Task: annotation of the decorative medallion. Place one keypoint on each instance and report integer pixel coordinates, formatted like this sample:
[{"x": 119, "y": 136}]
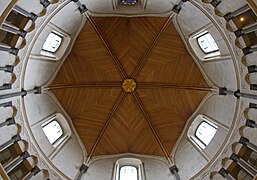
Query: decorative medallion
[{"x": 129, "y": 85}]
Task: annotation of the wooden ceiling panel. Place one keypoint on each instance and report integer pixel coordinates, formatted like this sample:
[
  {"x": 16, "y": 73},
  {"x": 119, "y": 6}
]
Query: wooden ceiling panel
----
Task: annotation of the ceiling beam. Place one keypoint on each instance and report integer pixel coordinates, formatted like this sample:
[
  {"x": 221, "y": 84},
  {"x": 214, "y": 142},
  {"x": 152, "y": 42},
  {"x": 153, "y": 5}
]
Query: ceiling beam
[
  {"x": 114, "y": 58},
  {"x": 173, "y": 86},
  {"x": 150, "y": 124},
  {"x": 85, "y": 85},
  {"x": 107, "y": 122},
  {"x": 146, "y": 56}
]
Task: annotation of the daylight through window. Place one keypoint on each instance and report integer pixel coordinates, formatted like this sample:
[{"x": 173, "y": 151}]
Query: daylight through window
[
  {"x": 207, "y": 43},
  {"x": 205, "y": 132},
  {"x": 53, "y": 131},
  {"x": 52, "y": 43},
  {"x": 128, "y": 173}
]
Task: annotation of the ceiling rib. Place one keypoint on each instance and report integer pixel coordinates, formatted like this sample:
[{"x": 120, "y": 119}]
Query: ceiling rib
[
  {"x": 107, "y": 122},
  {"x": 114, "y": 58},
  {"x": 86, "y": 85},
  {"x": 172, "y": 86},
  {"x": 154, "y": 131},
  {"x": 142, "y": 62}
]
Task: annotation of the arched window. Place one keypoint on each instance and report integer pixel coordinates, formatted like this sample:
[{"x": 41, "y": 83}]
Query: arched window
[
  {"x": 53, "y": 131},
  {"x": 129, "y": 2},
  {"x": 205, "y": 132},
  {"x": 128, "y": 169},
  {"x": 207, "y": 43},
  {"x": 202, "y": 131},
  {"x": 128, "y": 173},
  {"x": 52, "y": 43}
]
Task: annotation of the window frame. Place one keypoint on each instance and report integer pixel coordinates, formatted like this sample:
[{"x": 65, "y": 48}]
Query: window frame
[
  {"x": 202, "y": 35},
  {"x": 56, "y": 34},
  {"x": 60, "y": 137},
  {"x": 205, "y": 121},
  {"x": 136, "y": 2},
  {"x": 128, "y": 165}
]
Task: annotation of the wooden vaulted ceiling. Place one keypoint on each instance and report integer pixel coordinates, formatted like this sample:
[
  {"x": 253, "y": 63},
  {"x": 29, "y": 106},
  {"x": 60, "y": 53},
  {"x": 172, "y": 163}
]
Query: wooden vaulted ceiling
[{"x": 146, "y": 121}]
----
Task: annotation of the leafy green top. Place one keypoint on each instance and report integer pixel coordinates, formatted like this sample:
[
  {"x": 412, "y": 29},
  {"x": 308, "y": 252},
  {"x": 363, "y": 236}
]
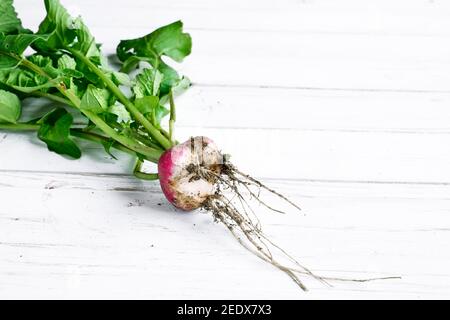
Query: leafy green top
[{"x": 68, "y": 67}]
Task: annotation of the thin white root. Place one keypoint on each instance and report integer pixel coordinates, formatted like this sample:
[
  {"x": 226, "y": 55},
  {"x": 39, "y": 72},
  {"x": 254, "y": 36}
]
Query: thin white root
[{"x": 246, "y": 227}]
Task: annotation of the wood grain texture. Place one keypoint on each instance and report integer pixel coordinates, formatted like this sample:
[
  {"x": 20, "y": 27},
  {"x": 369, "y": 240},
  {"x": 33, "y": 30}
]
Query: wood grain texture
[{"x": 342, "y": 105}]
----
* **The exercise**:
Copy the items above verbatim, from the line with "Task: annotation of the decorative" to the line with "Query: wooden ceiling panel", and omit the pictures.

* **Written answer**:
Task: annotation of the decorative medallion. Place one keypoint on each instance and report integer pixel coordinates, formatted like this sample:
[{"x": 119, "y": 136}]
Query: decorative medallion
[{"x": 129, "y": 85}]
Task: annotation of the wooden ceiling panel. Place one keypoint on each instance and report integer pixel coordinates, formatted like this sample:
[
  {"x": 16, "y": 73},
  {"x": 119, "y": 6}
]
Query: wooden ceiling panel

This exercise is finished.